§ **YOUR INSTRUCTIONS**:
Present every line of the listing below as a Markdown table with two columns, Row (the row number) and Entry (the line itself), leaving out any blank lines.

* start *

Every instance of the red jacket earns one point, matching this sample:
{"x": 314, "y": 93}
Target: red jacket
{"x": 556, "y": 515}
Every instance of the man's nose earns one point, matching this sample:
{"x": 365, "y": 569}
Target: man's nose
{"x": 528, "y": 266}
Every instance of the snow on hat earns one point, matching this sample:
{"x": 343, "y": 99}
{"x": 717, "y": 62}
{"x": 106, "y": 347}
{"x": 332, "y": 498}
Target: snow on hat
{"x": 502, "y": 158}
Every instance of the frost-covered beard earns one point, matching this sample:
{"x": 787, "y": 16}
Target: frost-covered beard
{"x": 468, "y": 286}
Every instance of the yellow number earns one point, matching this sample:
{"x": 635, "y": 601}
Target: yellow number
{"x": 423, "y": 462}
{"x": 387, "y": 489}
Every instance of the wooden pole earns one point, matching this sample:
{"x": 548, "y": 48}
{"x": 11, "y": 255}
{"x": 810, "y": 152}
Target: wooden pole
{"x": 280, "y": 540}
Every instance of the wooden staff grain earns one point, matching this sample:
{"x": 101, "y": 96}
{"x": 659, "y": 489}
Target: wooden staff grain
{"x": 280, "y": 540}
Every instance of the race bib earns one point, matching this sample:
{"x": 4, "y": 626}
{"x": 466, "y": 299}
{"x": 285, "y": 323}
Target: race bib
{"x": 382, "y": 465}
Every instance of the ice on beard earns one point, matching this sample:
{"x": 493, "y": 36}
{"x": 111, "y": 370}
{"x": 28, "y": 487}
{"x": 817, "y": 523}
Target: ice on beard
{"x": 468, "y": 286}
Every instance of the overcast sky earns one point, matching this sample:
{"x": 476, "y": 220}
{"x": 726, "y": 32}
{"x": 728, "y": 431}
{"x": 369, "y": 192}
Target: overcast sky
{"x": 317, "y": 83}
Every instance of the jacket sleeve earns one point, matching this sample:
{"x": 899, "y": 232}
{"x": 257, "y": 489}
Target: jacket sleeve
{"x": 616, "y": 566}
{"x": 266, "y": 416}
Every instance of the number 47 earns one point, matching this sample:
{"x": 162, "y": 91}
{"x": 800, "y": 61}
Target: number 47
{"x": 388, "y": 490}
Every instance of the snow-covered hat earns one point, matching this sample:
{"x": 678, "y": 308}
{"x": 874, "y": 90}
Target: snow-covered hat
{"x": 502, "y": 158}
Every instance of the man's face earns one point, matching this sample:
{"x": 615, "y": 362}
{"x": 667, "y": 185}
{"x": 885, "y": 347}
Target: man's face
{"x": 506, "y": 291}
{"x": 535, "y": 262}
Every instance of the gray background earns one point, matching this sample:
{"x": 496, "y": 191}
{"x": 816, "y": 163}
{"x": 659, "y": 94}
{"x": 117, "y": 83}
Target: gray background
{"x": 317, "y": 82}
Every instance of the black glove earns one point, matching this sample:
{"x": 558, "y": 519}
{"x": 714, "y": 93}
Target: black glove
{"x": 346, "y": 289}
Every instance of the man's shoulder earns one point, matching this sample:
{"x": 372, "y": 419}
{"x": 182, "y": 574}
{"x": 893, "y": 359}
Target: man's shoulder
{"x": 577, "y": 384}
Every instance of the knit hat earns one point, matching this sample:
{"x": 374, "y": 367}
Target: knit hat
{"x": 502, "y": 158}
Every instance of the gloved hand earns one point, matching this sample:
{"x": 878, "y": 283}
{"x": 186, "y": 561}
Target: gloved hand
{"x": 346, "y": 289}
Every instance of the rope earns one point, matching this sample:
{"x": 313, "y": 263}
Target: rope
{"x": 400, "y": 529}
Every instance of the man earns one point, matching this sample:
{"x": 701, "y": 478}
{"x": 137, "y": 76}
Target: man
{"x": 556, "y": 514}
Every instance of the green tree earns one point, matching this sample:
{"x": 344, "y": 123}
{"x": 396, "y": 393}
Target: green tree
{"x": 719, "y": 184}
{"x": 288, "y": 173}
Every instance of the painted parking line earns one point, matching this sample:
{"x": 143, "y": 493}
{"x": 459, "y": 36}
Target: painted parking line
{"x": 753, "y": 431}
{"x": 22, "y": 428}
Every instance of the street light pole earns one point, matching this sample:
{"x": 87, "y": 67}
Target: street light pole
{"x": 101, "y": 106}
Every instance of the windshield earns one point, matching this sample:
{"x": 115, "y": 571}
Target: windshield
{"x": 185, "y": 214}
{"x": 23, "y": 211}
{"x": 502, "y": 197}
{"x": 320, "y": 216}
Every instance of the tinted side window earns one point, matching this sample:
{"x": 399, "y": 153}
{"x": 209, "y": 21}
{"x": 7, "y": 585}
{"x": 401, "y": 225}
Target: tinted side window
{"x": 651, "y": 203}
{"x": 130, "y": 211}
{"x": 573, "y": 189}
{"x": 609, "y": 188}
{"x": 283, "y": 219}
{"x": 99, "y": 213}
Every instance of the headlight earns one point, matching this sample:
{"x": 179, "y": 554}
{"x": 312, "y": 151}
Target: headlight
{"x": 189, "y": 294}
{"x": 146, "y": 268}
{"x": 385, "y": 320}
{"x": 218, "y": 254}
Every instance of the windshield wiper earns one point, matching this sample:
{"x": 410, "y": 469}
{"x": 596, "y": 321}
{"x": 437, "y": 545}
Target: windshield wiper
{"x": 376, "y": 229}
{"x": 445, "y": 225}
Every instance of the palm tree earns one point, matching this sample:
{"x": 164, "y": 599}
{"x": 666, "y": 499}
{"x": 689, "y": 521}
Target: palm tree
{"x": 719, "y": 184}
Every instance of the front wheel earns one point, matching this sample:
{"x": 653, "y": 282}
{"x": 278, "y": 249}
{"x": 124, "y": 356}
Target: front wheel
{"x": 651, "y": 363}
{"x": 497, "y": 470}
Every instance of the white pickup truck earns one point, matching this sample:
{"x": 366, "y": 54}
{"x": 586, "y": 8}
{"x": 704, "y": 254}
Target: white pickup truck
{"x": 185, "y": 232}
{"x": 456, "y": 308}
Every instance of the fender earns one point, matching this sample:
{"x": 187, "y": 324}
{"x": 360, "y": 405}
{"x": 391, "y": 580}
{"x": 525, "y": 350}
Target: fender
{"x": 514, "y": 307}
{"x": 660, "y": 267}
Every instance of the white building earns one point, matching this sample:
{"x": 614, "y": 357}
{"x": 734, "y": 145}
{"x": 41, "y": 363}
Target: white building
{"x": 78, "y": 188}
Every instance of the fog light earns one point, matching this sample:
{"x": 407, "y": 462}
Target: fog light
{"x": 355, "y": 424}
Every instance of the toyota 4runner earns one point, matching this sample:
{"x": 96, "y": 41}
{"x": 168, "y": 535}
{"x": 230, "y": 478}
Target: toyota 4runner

* end *

§ **OUTPUT**:
| Row | Entry |
|---|---|
| 1 | Every instance of the red jacket earns one point, matching this sample: |
| 2 | {"x": 314, "y": 93} |
| 3 | Target: red jacket |
| 4 | {"x": 556, "y": 515} |
| 5 | Every instance of the man's nose earns one point, matching this sample: |
| 6 | {"x": 365, "y": 569} |
| 7 | Target: man's nose |
| 8 | {"x": 528, "y": 266} |
| 9 | Every instance of the snow on hat earns one point, matching this sample: |
| 10 | {"x": 343, "y": 99} |
| 11 | {"x": 717, "y": 62} |
| 12 | {"x": 106, "y": 347} |
| 13 | {"x": 332, "y": 498} |
| 14 | Target: snow on hat |
| 15 | {"x": 502, "y": 158} |
| 16 | Every instance of the frost-covered beard earns one point, matching this sample: |
| 17 | {"x": 787, "y": 16} |
| 18 | Target: frost-covered beard |
| 19 | {"x": 468, "y": 286} |
| 20 | Every instance of the yellow number earns one point, matching this sample: |
| 21 | {"x": 635, "y": 601} |
| 22 | Target: yellow number |
| 23 | {"x": 423, "y": 462} |
| 24 | {"x": 387, "y": 489} |
| 25 | Every instance of the wooden pole earns one point, matching this sample: |
| 26 | {"x": 548, "y": 48} |
| 27 | {"x": 11, "y": 255} |
| 28 | {"x": 810, "y": 152} |
| 29 | Target: wooden pole |
| 30 | {"x": 280, "y": 540} |
| 31 | Every instance of the wooden staff grain earns one point, matching this sample: |
| 32 | {"x": 101, "y": 96} |
| 33 | {"x": 659, "y": 489} |
| 34 | Target: wooden staff grain |
| 35 | {"x": 280, "y": 540} |
| 36 | Every instance of the race bib earns one point, matching this sample: |
| 37 | {"x": 4, "y": 626} |
| 38 | {"x": 466, "y": 299} |
| 39 | {"x": 285, "y": 323} |
| 40 | Target: race bib |
| 41 | {"x": 382, "y": 465} |
| 42 | Every instance of the ice on beard earns one point, matching this sample: |
| 43 | {"x": 493, "y": 36} |
| 44 | {"x": 111, "y": 370} |
| 45 | {"x": 28, "y": 487} |
| 46 | {"x": 817, "y": 523} |
| 47 | Target: ice on beard |
| 48 | {"x": 468, "y": 286} |
| 49 | Every instance of the overcast sky earns one point, matching this sample: |
| 50 | {"x": 476, "y": 220} |
| 51 | {"x": 726, "y": 32} |
| 52 | {"x": 728, "y": 431} |
| 53 | {"x": 369, "y": 192} |
| 54 | Target: overcast sky |
| 55 | {"x": 317, "y": 83} |
| 56 | Every instance of the jacket sleeve earns one point, matching this sample: |
| 57 | {"x": 899, "y": 232} |
| 58 | {"x": 257, "y": 489} |
| 59 | Target: jacket sleeve |
| 60 | {"x": 616, "y": 566} |
| 61 | {"x": 266, "y": 416} |
| 62 | Every instance of the number 47 earns one point, matching this sample: |
| 63 | {"x": 162, "y": 91} |
| 64 | {"x": 800, "y": 61} |
| 65 | Target: number 47 |
| 66 | {"x": 388, "y": 490} |
| 67 | Every instance of the snow-covered hat earns one point, matching this sample: |
| 68 | {"x": 678, "y": 308} |
| 69 | {"x": 874, "y": 90} |
| 70 | Target: snow-covered hat |
| 71 | {"x": 502, "y": 158} |
| 72 | Every instance of the man's face earns one point, matching this sample: |
| 73 | {"x": 615, "y": 362} |
| 74 | {"x": 667, "y": 185} |
| 75 | {"x": 885, "y": 347} |
| 76 | Target: man's face |
| 77 | {"x": 506, "y": 291} |
| 78 | {"x": 535, "y": 262} |
| 79 | Every instance of the gray background earns one point, matching this sample: |
| 80 | {"x": 496, "y": 191} |
| 81 | {"x": 816, "y": 163} |
| 82 | {"x": 659, "y": 94} |
| 83 | {"x": 117, "y": 83} |
| 84 | Target: gray background |
| 85 | {"x": 317, "y": 82} |
| 86 | Every instance of the black glove earns one point, matching this sample: |
| 87 | {"x": 558, "y": 519} |
| 88 | {"x": 714, "y": 93} |
| 89 | Target: black glove |
| 90 | {"x": 346, "y": 289} |
| 91 | Every instance of the man's shoulder earns one point, matching this sample: |
| 92 | {"x": 372, "y": 419} |
| 93 | {"x": 182, "y": 574} |
| 94 | {"x": 893, "y": 359} |
| 95 | Target: man's shoulder |
| 96 | {"x": 577, "y": 384} |
| 97 | Every instance of the knit hat earns one point, matching this sample: |
| 98 | {"x": 374, "y": 367} |
| 99 | Target: knit hat |
| 100 | {"x": 502, "y": 158} |
| 101 | Every instance of the gloved hand earns one point, matching this sample: |
| 102 | {"x": 878, "y": 283} |
| 103 | {"x": 186, "y": 561} |
| 104 | Target: gloved hand |
| 105 | {"x": 346, "y": 289} |
| 106 | Every instance of the rope earns one point, matching this sample: |
| 107 | {"x": 313, "y": 263} |
| 108 | Target: rope |
| 109 | {"x": 400, "y": 529} |
| 110 | Every instance of the man earns one point, matching this sample: |
| 111 | {"x": 701, "y": 478} |
| 112 | {"x": 137, "y": 76} |
| 113 | Target: man |
| 114 | {"x": 556, "y": 514} |
| 115 | Every instance of the green tree earns one point, matching this sample: |
| 116 | {"x": 344, "y": 123} |
| 117 | {"x": 396, "y": 393} |
| 118 | Target: green tree |
| 119 | {"x": 719, "y": 184} |
| 120 | {"x": 288, "y": 173} |
| 121 | Every instance of the painted parking line earns one point, matching this sample: |
| 122 | {"x": 143, "y": 493} |
| 123 | {"x": 459, "y": 36} |
| 124 | Target: painted parking line |
| 125 | {"x": 753, "y": 431} |
| 126 | {"x": 22, "y": 428} |
| 127 | Every instance of the street light pole earns one point, matching this sample: |
| 128 | {"x": 87, "y": 67} |
| 129 | Target: street light pole |
| 130 | {"x": 101, "y": 106} |
| 131 | Every instance of the windshield earns one point, matching this sample: |
| 132 | {"x": 115, "y": 571} |
| 133 | Target: windshield |
| 134 | {"x": 185, "y": 214} |
| 135 | {"x": 23, "y": 211} |
| 136 | {"x": 502, "y": 197} |
| 137 | {"x": 320, "y": 216} |
| 138 | Every instance of the tinted side window earns one point, matching this sample: |
| 139 | {"x": 399, "y": 153} |
| 140 | {"x": 209, "y": 21} |
| 141 | {"x": 7, "y": 585} |
| 142 | {"x": 401, "y": 225} |
| 143 | Target: tinted side window |
| 144 | {"x": 651, "y": 203} |
| 145 | {"x": 130, "y": 211} |
| 146 | {"x": 573, "y": 189} |
| 147 | {"x": 609, "y": 188} |
| 148 | {"x": 283, "y": 219} |
| 149 | {"x": 99, "y": 213} |
| 150 | Every instance of the headlight earns one point, matching this sample: |
| 151 | {"x": 179, "y": 554} |
| 152 | {"x": 312, "y": 151} |
| 153 | Target: headlight |
| 154 | {"x": 189, "y": 294} |
| 155 | {"x": 146, "y": 268} |
| 156 | {"x": 385, "y": 320} |
| 157 | {"x": 218, "y": 254} |
| 158 | Every instance of the windshield wiper earns one point, matching this sample: |
| 159 | {"x": 410, "y": 469} |
| 160 | {"x": 596, "y": 321} |
| 161 | {"x": 437, "y": 545} |
| 162 | Target: windshield wiper |
| 163 | {"x": 376, "y": 229} |
| 164 | {"x": 445, "y": 225} |
| 165 | Every instance of the palm tree earns one point, matching this sample: |
| 166 | {"x": 164, "y": 599} |
| 167 | {"x": 666, "y": 499} |
| 168 | {"x": 689, "y": 521} |
| 169 | Target: palm tree |
| 170 | {"x": 719, "y": 184} |
| 171 | Every instance of the front wheel earns one point, matching this sample: |
| 172 | {"x": 653, "y": 282} |
| 173 | {"x": 278, "y": 249} |
| 174 | {"x": 124, "y": 356} |
| 175 | Target: front wheel |
| 176 | {"x": 651, "y": 363} |
| 177 | {"x": 497, "y": 470} |
| 178 | Every instance of the white pickup truck earns one point, matching this sample: |
| 179 | {"x": 366, "y": 54} |
| 180 | {"x": 586, "y": 8} |
| 181 | {"x": 704, "y": 254} |
| 182 | Target: white pickup truck |
| 183 | {"x": 185, "y": 232} |
| 184 | {"x": 456, "y": 308} |
| 185 | Every instance of the fender earns one point, matching this sample: |
| 186 | {"x": 187, "y": 324} |
| 187 | {"x": 360, "y": 405} |
| 188 | {"x": 391, "y": 580} |
| 189 | {"x": 525, "y": 350} |
| 190 | Target: fender |
| 191 | {"x": 514, "y": 307} |
| 192 | {"x": 660, "y": 267} |
| 193 | Every instance of the white building earns one point, matching this sample: |
| 194 | {"x": 614, "y": 357} |
| 195 | {"x": 734, "y": 145} |
| 196 | {"x": 41, "y": 363} |
| 197 | Target: white building |
| 198 | {"x": 78, "y": 188} |
| 199 | Every instance of the fog light earns one point, matching this sample: |
| 200 | {"x": 407, "y": 462} |
| 201 | Target: fog light |
| 202 | {"x": 355, "y": 424} |
| 203 | Every instance of the toyota 4runner earns one point, matching this sample: |
| 204 | {"x": 96, "y": 41} |
| 205 | {"x": 168, "y": 535} |
| 206 | {"x": 230, "y": 478} |
| 207 | Target: toyota 4runner |